• _TO-DO ITEM 1_:
Set down the passage from "It's the heart" to "with great joy." in the piece about watching the Charlie Rose show below, word for word.

• _PASSAGE FOR REVIEW_:
# # #

Since the only television shows I receive at all with my middling, weather-dependent, over-the-air outside antenna reception, I don't have a large selection of programs to choose from if I wanna escape the reruns. Under ten. Even then, there is significant repetition of the same networks, and lots and lots of reruns.
Sometime I watch the Charlie Rose show if its interesting enough at the moment I tune in. I'm not too crazy over his interviews with politicians. He is, and has said so frequently, but I'm not. It doesn't intrigue me to watch and see if he can find the chink in their armor. It's not a spectator sport I get into.
In my opinion, Charlie Rose does a great job of interviewing writers and authors of all kinds. He's not too hot in my warped outlook with actors and directors and producers. When there are two or three people around his table I usually move on. There ain't no mystery why they're there. Its to promote their latest work. Charley seems to act like he's capitulated to their being there solely for the money. Subtlety don't appear to be Charlie's strong suite.
His guest tonight was a newspaper columnist and noted TV pundit that shows up on a lot of the Sunday morning news programs on various channels. He usually represents the conservative point of view. He appears on the PBS nightly news show on Friday with a liberal pundit for balance, and they kid around knowingly with the program's host.
They like to act like they're being genteel sophisticated, I keep getting the feeling they would rather be duking it out than smiling for the camera and uttering the independent . I don't believe that part of it, but they do balance the conservative/liberal outlook with the host's humorous interventions.
It wasn't the guest pundit that said something wise that caught my attention. As a matter of fact I had gone downstairs to get something from the kitchen, and heard Charlie Rose make this remark to summarize what his guest pundit stated. He said, as a recap of his guest's point of view:
"If I can frame the question I can determine the answer."
It's just my measly-assed opinion, but I think one or the other of the many variations upon this theme is some kind of universal law. It's the main principle of most vegetable oracles, and that might include mineral oracles like the one at Delphi too.
It's the heart and soul of my irreverent statement that just about any warm body will automagically become (be-co-me) an oracle to answer the question I've deliberately framed to conjure that specific result, and they do it with shock at first, but eventually there eyes become filled with wonderment and with great joy.
It seems to amaze people in general that they can reach for a source of very profound propensities in order to answer a question they don't think they could normally answer at all. My favorite name for that source is "the cornucopia".

# # #

• _RECORDS SHOWN_:
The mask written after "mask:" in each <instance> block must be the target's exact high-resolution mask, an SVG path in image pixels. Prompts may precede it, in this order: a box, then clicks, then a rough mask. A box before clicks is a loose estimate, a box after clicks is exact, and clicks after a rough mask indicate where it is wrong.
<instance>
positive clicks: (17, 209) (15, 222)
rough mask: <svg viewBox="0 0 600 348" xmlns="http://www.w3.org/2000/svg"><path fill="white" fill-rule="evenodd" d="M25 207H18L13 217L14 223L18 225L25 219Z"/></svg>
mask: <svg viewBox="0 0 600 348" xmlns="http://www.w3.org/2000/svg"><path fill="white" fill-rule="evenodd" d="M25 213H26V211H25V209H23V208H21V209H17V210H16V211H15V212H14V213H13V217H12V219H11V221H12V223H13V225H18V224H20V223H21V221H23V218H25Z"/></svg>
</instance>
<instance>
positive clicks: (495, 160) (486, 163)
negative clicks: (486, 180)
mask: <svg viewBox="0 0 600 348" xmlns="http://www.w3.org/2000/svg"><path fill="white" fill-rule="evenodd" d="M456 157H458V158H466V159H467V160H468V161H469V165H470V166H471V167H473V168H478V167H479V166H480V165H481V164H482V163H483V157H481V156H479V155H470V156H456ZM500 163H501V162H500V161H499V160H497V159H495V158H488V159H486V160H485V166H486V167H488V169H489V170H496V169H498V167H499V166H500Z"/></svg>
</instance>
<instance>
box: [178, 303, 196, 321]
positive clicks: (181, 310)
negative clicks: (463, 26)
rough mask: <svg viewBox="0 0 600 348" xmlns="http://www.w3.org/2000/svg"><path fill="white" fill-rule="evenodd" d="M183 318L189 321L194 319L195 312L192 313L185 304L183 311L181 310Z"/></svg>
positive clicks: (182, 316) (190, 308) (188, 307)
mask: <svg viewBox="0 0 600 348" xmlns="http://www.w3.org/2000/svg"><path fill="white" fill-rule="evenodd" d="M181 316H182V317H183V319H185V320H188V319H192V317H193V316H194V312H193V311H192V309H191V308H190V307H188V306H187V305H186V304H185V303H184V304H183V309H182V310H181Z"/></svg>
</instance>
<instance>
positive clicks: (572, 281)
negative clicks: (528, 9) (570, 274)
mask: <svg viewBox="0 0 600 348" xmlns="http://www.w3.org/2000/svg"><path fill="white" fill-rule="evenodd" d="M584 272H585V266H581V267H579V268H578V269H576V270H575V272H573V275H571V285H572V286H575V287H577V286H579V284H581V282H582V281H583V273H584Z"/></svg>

# # #

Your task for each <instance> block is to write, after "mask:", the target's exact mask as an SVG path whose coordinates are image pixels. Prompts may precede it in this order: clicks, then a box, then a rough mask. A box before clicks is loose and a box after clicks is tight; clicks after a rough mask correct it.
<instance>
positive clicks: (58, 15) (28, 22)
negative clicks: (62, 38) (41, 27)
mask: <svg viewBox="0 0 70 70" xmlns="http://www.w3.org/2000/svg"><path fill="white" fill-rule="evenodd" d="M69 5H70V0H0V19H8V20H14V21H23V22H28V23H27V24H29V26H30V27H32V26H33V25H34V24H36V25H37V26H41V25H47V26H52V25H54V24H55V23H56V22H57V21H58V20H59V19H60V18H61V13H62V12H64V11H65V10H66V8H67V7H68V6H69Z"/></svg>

# # #

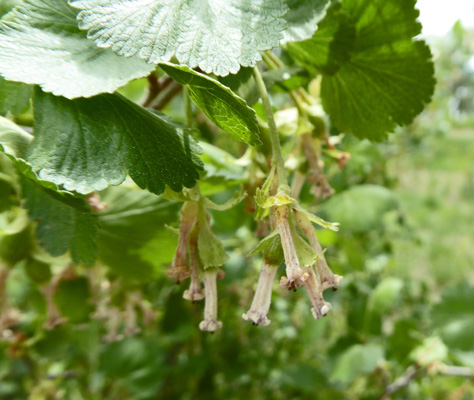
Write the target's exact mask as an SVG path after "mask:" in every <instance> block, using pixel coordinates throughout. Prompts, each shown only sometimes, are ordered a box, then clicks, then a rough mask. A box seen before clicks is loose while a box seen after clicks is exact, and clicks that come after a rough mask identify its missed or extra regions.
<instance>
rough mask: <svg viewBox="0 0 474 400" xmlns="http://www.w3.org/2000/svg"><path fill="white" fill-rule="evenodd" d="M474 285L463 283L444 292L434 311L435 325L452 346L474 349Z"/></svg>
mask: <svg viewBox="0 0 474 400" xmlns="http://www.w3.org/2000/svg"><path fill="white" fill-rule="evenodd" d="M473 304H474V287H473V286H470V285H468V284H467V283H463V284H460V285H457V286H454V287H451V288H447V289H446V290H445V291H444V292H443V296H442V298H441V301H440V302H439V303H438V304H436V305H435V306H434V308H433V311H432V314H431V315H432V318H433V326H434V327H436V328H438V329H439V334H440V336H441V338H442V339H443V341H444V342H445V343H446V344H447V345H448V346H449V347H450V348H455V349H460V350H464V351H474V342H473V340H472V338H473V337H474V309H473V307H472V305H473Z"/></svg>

# # #

• _TO-DO ITEM 2_:
Extract from the records above, unchanged, the lines from the line with "The mask written" to the line with "207H18L13 217L14 223L18", including both of those lines.

• _YOUR RESPONSE 1_:
It's the heart and soul of my irreverent statement that just about any warm body will automagically become (be-co-me) an oracle to answer the question I've deliberately framed to conjure that specific result, and they do it with shock at first, but eventually there eyes become filled with wonderment and with great joy.

• _YOUR RESPONSE 2_:
The mask written after "mask:" in each <instance> block must be the target's exact high-resolution mask, an SVG path in image pixels. Prompts may precede it, in this order: a box, then clicks, then a rough mask. A box before clicks is a loose estimate, a box after clicks is exact, and clicks after a rough mask indicate where it is wrong.
<instance>
positive clicks: (17, 209) (15, 222)
rough mask: <svg viewBox="0 0 600 348" xmlns="http://www.w3.org/2000/svg"><path fill="white" fill-rule="evenodd" d="M25 207H18L13 217L14 223L18 225L25 219Z"/></svg>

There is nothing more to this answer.